RECORDS PROVIDED —
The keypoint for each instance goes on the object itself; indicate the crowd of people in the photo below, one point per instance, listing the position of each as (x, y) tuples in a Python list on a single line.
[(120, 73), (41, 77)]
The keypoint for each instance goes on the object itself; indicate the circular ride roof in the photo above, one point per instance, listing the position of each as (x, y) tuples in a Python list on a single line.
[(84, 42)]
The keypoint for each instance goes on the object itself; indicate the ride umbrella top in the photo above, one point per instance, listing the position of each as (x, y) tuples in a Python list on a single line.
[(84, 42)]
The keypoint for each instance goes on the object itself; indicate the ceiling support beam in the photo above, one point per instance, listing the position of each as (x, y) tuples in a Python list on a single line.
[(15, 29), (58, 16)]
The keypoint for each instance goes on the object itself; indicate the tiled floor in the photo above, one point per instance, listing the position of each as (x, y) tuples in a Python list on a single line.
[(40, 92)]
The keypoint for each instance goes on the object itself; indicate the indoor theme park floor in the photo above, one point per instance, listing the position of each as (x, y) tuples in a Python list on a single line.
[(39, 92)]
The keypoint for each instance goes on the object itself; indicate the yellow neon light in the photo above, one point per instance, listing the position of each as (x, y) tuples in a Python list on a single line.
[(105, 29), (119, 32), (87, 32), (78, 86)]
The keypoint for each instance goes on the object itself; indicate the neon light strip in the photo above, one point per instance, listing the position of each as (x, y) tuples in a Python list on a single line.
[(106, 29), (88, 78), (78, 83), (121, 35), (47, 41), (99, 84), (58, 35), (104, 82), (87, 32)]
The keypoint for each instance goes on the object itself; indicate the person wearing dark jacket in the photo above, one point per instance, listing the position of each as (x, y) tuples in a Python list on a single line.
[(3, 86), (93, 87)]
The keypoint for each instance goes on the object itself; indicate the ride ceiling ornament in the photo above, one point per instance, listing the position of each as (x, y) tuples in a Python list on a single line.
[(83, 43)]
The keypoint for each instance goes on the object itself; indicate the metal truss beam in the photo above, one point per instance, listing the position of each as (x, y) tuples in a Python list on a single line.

--

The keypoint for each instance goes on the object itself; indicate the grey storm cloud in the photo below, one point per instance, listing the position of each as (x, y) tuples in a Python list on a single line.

==

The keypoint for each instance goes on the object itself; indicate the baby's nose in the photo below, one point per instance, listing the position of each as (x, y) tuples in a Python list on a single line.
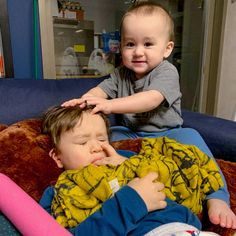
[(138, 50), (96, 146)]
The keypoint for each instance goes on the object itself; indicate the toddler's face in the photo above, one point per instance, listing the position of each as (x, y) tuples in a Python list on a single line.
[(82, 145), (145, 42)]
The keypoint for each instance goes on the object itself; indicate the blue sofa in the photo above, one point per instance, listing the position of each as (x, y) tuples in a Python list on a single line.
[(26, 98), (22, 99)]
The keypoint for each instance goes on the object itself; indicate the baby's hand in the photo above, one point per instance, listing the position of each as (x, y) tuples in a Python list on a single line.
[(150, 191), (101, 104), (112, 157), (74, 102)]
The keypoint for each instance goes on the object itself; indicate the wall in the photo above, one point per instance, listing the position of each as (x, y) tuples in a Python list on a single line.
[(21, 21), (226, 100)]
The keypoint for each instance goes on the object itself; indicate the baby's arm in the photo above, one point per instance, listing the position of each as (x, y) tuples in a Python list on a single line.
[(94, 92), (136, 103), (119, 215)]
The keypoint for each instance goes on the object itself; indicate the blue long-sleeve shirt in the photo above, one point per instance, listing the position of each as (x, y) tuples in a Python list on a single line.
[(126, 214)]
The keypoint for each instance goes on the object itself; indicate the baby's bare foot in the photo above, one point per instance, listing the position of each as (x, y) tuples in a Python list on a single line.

WHAT TO DO —
Retype, in the same exact form, the lines of the material above from the line holding "the blue sofa" through the line holding "the baby's bare".

YOUR SOLUTION —
The keypoint for each instance goes on the object itself; indicate the blue sofa in the photo above, one point per instance, listing the position of each as (x, y) tuples in a Python list on a single line.
[(26, 98), (22, 99)]
The keypoint for each instance goes on the object itself; indicate the baby's hand in the photo above, one point per instance, listing the position of each as (x, y) tuples in a Python list on a single line.
[(150, 191), (101, 104), (112, 157), (74, 102)]
The keypoint for each instance goes on the object itself; indicate the wall in the photo above, one point per instance, listing the position of each as (x, y) tuples in a Python list on a single line.
[(21, 21), (226, 100)]
The keypoint for each instance goes on the object itself; indicate the baby's arm in the photo above, one point per instance, listing the position of each as (x, y) tuples in a Python list on a single line.
[(94, 92), (136, 103), (119, 215)]
The keypoint for each instance goes on the object itself; indicate the blue long-sleeve shirt in the photo above, one point per instance, listing the position of each as (x, y) tuples in a Python list on a single line.
[(126, 214)]
The keypoint for each instance goes on the object itself; indicate the baby's bare foot in the photo above, one point per instance, listing the position of each as (x, y) tuples in a Python list on a single line.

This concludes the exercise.